──────── Input data
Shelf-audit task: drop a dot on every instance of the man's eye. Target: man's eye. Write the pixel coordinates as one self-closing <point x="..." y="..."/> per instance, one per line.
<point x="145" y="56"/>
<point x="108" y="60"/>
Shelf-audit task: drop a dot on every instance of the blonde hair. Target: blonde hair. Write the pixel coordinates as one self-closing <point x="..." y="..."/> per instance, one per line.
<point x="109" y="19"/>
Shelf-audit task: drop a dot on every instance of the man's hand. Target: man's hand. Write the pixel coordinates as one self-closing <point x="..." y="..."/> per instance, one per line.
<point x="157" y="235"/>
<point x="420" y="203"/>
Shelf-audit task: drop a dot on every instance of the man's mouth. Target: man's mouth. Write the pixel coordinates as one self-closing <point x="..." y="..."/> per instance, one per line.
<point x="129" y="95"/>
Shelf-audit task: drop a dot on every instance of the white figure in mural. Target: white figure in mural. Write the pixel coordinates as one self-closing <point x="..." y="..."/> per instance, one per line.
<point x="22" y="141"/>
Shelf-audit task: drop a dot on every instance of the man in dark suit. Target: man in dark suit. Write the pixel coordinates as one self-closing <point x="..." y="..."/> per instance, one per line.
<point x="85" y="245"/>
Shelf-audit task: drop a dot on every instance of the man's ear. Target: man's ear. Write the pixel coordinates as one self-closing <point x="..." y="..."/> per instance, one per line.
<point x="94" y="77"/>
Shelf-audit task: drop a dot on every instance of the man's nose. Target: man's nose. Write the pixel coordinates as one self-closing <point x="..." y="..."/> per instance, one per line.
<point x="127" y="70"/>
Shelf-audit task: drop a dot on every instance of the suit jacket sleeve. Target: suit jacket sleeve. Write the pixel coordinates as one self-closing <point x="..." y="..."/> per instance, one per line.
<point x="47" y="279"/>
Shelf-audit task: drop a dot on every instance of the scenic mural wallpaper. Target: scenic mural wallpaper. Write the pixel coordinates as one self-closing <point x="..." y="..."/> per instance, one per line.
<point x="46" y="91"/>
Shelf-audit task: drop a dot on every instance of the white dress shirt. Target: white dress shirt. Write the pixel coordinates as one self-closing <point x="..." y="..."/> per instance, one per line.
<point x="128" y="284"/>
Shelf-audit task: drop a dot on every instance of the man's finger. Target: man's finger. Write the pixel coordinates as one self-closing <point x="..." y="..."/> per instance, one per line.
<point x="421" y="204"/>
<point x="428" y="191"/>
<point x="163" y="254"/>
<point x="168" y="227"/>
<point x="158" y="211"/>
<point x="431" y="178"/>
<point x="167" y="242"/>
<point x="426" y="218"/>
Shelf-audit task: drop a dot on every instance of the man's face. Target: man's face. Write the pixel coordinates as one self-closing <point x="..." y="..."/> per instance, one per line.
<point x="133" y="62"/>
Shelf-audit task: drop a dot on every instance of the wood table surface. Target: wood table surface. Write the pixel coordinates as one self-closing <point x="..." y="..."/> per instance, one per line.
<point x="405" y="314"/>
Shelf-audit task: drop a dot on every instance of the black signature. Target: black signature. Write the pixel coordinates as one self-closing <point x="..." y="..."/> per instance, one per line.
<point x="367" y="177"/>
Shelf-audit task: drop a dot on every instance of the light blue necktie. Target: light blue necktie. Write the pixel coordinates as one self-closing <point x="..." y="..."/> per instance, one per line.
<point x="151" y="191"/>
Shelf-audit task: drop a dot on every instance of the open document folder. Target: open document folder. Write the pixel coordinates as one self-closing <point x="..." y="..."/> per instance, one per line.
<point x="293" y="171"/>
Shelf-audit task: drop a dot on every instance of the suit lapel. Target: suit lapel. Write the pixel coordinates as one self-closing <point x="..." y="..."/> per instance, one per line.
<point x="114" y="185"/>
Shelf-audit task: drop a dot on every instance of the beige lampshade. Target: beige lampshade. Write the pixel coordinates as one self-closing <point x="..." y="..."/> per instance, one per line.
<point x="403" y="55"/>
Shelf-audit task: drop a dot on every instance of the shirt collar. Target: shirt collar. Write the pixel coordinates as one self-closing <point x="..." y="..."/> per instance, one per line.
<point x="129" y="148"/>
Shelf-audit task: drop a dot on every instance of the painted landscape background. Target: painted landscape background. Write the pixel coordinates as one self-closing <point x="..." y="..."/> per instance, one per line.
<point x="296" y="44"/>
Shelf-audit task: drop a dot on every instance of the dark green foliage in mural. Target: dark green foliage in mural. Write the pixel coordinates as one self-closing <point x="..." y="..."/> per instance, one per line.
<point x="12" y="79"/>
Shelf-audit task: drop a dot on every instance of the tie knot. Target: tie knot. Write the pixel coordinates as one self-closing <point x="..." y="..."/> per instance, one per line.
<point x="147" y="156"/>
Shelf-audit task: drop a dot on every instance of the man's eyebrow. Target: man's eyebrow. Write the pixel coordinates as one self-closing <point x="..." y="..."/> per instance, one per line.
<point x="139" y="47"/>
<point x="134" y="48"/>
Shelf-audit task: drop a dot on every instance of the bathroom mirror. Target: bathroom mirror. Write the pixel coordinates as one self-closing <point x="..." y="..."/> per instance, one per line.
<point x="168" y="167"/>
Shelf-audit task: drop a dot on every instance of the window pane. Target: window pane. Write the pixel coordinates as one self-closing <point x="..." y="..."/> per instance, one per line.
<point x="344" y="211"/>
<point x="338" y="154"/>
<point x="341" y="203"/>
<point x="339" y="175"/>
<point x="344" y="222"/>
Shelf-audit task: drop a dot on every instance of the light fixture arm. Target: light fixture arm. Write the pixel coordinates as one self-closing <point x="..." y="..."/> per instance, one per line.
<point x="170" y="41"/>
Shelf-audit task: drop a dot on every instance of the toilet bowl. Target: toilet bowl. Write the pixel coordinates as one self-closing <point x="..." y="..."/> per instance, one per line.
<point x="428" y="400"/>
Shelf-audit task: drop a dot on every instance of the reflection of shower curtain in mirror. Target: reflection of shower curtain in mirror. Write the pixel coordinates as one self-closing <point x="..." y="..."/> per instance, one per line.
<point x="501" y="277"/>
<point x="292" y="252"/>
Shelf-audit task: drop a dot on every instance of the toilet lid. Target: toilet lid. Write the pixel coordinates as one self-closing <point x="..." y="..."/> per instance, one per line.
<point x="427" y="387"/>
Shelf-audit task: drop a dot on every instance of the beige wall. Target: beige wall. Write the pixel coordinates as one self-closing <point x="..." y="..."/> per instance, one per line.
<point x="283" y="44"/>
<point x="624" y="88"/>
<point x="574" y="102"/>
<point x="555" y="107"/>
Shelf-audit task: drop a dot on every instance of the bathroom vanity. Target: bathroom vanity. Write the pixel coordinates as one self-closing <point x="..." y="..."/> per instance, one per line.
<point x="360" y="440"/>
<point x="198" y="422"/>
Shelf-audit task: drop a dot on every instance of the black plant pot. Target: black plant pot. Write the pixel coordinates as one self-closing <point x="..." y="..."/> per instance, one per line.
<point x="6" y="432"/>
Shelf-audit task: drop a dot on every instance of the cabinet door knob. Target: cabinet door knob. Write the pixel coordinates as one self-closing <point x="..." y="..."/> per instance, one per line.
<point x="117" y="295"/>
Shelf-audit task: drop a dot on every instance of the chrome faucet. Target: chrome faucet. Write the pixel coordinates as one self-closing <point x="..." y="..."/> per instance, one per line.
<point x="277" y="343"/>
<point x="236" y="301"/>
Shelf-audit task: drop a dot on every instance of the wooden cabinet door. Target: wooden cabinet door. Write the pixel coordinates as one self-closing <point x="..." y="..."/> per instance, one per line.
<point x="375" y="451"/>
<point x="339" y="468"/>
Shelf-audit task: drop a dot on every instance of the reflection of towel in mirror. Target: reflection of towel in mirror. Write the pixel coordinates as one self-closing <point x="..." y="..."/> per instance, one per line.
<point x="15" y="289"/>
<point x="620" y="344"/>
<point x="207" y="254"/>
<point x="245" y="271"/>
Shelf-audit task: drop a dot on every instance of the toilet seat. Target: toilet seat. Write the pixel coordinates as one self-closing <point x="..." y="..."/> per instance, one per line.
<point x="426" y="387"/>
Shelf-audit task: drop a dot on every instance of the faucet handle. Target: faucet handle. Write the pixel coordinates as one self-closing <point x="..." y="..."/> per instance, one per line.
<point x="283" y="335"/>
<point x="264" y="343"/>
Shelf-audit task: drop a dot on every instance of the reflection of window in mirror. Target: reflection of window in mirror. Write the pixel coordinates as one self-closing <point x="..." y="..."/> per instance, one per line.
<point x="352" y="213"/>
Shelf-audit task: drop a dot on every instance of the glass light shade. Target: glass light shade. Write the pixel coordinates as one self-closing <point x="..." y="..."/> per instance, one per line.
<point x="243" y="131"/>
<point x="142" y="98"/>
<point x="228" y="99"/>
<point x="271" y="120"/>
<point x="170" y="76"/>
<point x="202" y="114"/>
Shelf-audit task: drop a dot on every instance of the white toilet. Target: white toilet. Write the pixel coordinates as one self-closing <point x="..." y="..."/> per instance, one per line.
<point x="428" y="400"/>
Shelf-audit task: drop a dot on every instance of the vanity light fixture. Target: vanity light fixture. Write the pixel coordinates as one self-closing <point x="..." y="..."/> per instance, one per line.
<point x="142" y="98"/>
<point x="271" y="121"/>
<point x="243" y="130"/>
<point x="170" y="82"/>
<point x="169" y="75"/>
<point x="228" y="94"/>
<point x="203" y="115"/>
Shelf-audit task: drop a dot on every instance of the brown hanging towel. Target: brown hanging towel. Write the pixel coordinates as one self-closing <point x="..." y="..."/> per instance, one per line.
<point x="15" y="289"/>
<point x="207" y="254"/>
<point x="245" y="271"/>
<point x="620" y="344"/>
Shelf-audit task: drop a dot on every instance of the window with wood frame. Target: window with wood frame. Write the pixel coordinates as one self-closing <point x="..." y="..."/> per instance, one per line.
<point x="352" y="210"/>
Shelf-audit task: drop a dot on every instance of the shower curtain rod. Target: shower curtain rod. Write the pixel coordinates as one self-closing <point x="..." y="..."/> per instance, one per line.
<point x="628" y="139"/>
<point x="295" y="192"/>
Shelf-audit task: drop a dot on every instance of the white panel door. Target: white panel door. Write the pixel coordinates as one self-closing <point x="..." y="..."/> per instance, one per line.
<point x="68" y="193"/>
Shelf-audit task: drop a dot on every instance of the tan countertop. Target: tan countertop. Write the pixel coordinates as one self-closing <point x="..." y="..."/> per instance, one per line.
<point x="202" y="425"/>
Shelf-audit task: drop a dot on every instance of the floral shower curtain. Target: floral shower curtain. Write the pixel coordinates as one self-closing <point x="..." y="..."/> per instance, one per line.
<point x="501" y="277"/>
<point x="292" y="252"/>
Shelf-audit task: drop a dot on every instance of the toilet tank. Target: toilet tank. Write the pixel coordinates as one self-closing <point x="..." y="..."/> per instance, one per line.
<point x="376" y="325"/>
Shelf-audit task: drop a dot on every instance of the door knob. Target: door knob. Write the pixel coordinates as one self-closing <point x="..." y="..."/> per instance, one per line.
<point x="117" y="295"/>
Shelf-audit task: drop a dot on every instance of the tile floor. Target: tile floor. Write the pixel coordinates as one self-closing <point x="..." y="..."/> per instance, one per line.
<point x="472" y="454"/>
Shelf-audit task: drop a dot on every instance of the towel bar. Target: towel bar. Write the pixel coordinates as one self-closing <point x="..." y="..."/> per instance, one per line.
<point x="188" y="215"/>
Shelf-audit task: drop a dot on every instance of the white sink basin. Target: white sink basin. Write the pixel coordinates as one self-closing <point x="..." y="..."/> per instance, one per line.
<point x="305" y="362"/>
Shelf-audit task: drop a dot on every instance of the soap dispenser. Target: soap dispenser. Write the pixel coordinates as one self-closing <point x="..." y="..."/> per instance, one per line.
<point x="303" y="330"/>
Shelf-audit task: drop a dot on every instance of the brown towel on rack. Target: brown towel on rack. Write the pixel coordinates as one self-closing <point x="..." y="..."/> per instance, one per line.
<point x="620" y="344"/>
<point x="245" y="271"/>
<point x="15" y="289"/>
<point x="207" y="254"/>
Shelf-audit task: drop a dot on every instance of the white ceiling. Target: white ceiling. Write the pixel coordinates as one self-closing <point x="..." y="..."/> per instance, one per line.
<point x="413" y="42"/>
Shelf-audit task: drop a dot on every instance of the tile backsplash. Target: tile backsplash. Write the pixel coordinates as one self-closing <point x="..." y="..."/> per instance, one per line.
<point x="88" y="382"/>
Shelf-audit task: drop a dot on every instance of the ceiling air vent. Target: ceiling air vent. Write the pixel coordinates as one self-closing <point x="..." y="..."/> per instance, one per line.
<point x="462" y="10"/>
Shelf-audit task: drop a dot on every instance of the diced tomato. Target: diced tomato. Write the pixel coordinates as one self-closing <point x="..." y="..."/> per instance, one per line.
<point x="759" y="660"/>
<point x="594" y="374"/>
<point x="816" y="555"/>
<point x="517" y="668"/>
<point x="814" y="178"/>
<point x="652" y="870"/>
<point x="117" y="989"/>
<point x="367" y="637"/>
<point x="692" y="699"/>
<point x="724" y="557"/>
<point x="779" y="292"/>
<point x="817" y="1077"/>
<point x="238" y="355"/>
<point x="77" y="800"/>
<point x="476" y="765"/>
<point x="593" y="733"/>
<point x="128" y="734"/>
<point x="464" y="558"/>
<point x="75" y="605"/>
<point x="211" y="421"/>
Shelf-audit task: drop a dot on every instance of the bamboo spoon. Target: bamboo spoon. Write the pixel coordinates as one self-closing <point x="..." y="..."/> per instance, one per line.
────────────────
#### [What the task requires]
Reproduce the listing above exactly from the line containing "the white ceiling." through its last line, with both of those lines included.

#### [Response]
Shelf-audit task: drop a dot on every instance of the white ceiling. Target: white ceiling. Write the pixel coordinates as one self-closing <point x="..." y="..."/> per instance, one per line.
<point x="413" y="42"/>
Shelf-audit task: drop a dot on every instance of the tile backsplash. Target: tile backsplash. Write the pixel coordinates as one self-closing <point x="..." y="..."/> per instance, one per line.
<point x="88" y="382"/>
Shelf-audit task: drop a dot on every instance of the ceiling air vent. Target: ceiling air vent. Write the pixel coordinates as one self-closing <point x="..." y="..."/> per instance, one per line.
<point x="462" y="10"/>
Shelf-audit task: drop a dot on every instance of the diced tomato. Target: diced tomato. Write the pixel coordinates as one self-closing <point x="..." y="..."/> per instance, one per line.
<point x="759" y="660"/>
<point x="594" y="374"/>
<point x="816" y="555"/>
<point x="517" y="668"/>
<point x="814" y="178"/>
<point x="652" y="870"/>
<point x="117" y="989"/>
<point x="367" y="637"/>
<point x="692" y="699"/>
<point x="724" y="557"/>
<point x="779" y="292"/>
<point x="817" y="1077"/>
<point x="238" y="355"/>
<point x="77" y="800"/>
<point x="476" y="765"/>
<point x="593" y="733"/>
<point x="128" y="734"/>
<point x="464" y="558"/>
<point x="75" y="605"/>
<point x="211" y="421"/>
Shelf-audit task: drop a dot on every instance of the bamboo spoon. Target: bamboo spoon. Write the pixel coordinates as one self-closing <point x="..." y="..."/> per instance, one per line.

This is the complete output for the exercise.